Copy every line of the listing between the lines holding "Tag every instance of the overcast" and "x=341 y=388", inclusive, and leave out all other lines. Adjust each x and y coordinate in the results by -55.

++++

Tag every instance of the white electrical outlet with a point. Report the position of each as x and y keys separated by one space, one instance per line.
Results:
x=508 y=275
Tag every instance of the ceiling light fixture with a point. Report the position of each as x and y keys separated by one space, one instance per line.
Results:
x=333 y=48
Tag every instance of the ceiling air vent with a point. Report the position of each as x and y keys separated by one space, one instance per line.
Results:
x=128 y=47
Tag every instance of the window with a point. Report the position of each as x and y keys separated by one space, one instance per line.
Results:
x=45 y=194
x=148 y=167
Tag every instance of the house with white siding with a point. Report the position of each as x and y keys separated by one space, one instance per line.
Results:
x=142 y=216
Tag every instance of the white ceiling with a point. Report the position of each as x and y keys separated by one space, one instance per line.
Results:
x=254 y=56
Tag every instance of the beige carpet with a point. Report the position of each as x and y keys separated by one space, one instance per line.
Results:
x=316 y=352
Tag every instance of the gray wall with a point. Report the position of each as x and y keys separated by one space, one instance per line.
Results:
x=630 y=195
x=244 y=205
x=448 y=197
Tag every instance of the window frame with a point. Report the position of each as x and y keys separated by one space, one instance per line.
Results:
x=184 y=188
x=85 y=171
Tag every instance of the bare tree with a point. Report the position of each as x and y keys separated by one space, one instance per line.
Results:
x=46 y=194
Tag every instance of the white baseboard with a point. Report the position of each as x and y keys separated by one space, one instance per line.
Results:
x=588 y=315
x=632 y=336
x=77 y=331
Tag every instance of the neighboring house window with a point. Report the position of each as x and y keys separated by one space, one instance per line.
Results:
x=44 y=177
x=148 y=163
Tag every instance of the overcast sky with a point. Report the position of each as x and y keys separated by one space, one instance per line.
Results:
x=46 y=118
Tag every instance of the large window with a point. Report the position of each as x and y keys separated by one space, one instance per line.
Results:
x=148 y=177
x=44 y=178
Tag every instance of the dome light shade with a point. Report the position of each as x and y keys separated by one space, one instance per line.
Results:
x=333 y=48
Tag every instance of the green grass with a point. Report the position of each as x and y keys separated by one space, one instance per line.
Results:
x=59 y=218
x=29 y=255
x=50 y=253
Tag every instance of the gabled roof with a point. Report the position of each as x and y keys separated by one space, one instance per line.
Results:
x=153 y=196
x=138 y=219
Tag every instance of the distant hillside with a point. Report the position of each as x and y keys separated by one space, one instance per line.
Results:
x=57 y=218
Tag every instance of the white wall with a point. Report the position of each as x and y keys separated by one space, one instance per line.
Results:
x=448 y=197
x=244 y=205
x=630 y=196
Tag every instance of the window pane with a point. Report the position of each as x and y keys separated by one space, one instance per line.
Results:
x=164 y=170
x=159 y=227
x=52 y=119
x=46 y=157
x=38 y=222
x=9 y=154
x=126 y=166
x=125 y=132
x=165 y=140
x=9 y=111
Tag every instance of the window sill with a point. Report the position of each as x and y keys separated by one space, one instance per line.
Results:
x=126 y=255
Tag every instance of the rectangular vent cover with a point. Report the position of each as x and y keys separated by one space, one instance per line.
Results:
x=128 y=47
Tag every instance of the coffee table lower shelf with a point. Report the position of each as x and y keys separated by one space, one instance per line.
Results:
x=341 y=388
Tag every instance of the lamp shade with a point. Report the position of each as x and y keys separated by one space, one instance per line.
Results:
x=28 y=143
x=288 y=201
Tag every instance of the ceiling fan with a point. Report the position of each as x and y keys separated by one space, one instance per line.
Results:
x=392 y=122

++++

-- WRITTEN ANSWER --
Tag every instance of the overcast sky with a point. Report the position of each as x and y keys separated by one space, one instance per line.
Results:
x=-9 y=63
Tag every instance of the large window with a point. Report the position of each as x and y keys separated by one space, one instance per line.
Results:
x=93 y=122
x=-11 y=123
Tag every instance of the dome light shade with a point. Report the position of each as x and y keys separated by one space, one instance per line.
Results:
x=278 y=-7
Tag every instance of the green grass with a point. Report the position of each as x and y keys separated by one space, one instance per line.
Results:
x=4 y=163
x=-26 y=200
x=-5 y=198
Tag every instance of the gabled roof with a point. Report the position of each as x and y keys separated by one space, one instance per line.
Results:
x=98 y=141
x=83 y=164
Tag every instance of the distant hillside with a point. Report the position of each as x and y keys separated by one space, one instance per line.
Results:
x=2 y=163
Tag every instance of the white wall with a point. Report the position of each as x and y keys separated by one space, one instance per line.
Results:
x=393 y=142
x=189 y=150
x=575 y=141
Tag every instance of the window pane with a point. Report the position of each as x and y keys separated by one space, one instance per line.
Results:
x=109 y=115
x=104 y=172
x=-3 y=64
x=-9 y=102
x=-17 y=167
x=-46 y=99
x=71 y=111
x=70 y=77
x=110 y=85
x=-46 y=56
Tag every instance of the window sill with a point. Report the position of each as x and y keys separated by one space, one instance per line.
Results:
x=71 y=200
Tag every instance of the rectangular vent cover with a point. Report the position of each as x and y keys separated by one space, one instance per line.
Results:
x=73 y=-8
Tag every instance of the coffee table lower shelf with a point. Report the position of each as x and y keys separated by one space, one instance per line.
Results:
x=286 y=333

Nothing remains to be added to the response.